Metin Bölümü>
20. Hukuk Dairesi 2015/5682 E. , 2016/1899 K.
"İçtihat Metni"İNCELENEN KARARIN
MAHKEMESİ : Asliye Hukuk Mahkemesi
Taraflar arasındaki tapusuz taşınmazın tescili davasının yapılan duruşması sonunda kurulan hükmün Yargıtayca incelenmesi davacı gerçek kişi ve davalı ... tarafından istenilmekle, süresinde olduğu anlaşılan temyiz dilekçelerinin kabulüne, davacı gerçek kişinin duruşma isteminin değerden reddine karar verildikten sonra dosya incelendi, gereği düşünüldü:
K A R A R
Davacı gerçek kişi, dava dilekçesinde sınırlarını bildirdiği Kömürtaş köyünde bulunan taşınmazın tapuda kayıtlı olmadığını, kazandırıcı zamanaşımı zilyetliği yoluyla taşınmaz edinme koşullarının yararına oluştuğunu iddia ederek, Medenî Kanunun 713. maddesi hükmüne göre adına tescili istemiyle dava açmıştır. Hazinenin karşı tescil talebi bulunmaktadır.
Mahkemece, davanın reddine karar verilmiş, hüküm davalı Hazine ve davacı gerçek kişi tarafından temyiz edilmiştir.
Dava dilekçesindeki açıklamaya göre dava, tapusuz olan taşınmazın Medenî Kanunun 713. maddesi hükmü uyarınca tesciline ilişkindir.
Çekişmeli taşınmazın bulunduğu yerde orman kadastrosu yapılmamış, genel arazi kadastrosu işlemi 03.11.1978 tarihinde kesinleşmiştir.

Çalışma Görevleri>
(1) Lütfen karar metninde rakamla yazılmış bütün sayıları ve tarihleri, tekrar edenleri bir kez yazarak sıralayın.
(2) Karar metninin "Dava dilekçesindeki açıklamaya" ile başlayıp "03.11.1978 tarihinde kesinleşmiştir." sözüne kadar süren kısmını, "orman kadastrosu" yerine "mera kadastrosu" koyarak yeniden yazın.

Bir etiketleme veri kümesinden satırlar:

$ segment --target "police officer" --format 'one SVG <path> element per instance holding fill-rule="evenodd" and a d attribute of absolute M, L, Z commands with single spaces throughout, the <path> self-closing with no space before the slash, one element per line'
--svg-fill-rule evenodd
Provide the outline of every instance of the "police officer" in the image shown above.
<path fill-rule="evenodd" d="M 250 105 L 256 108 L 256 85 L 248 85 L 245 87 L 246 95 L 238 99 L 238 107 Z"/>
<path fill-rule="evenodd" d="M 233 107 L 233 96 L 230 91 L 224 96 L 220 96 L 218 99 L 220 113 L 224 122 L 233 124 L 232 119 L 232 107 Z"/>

* * *

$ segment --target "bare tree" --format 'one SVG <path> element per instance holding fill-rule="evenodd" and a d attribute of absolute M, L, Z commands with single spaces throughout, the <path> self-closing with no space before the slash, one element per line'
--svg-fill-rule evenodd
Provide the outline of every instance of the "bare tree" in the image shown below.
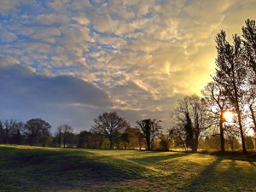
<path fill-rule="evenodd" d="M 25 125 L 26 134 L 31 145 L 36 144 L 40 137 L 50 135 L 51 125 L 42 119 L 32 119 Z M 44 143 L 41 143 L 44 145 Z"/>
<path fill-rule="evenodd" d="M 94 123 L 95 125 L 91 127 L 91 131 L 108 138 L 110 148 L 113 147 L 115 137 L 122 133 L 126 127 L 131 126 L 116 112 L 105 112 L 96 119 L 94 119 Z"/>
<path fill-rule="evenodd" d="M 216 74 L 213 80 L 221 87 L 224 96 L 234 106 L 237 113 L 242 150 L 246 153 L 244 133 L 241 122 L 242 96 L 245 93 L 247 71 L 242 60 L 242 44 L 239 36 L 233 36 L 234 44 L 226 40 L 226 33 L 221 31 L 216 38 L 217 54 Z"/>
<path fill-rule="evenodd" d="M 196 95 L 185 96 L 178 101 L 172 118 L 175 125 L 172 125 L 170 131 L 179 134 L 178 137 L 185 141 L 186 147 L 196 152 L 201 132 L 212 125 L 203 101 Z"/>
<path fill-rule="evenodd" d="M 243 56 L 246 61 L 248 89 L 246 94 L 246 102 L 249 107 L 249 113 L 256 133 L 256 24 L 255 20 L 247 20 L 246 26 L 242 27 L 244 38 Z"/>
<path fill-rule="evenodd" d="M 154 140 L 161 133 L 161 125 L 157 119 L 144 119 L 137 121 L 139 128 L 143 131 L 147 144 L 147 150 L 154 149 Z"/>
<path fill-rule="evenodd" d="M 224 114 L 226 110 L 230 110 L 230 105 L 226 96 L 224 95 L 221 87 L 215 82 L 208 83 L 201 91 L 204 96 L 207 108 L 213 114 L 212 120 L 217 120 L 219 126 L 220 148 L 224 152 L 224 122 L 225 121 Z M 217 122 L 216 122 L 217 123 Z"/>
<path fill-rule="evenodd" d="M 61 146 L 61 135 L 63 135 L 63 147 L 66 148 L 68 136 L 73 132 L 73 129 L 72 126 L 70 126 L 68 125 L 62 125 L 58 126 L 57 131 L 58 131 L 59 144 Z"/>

==

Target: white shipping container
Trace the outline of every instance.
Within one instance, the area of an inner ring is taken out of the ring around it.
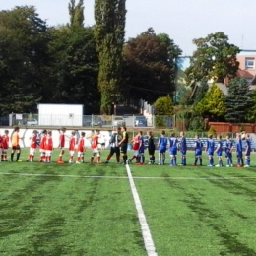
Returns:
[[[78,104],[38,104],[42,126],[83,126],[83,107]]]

Sıralı Cevaplar>
(1) 20, 2015/5682, 2016/1899, 713, 03.11.1978

(2)
Dava dilekçesindeki açıklamaya göre dava, tapusuz olan taşınmazın Medenî Kanunun 713. maddesi hükmü uyarınca tesciline ilişkindir.
Çekişmeli taşınmazın bulunduğu yerde mera kadastrosu yapılmamış, genel arazi kadastrosu işlemi 03.11.1978 tarihinde kesinleşmiştir.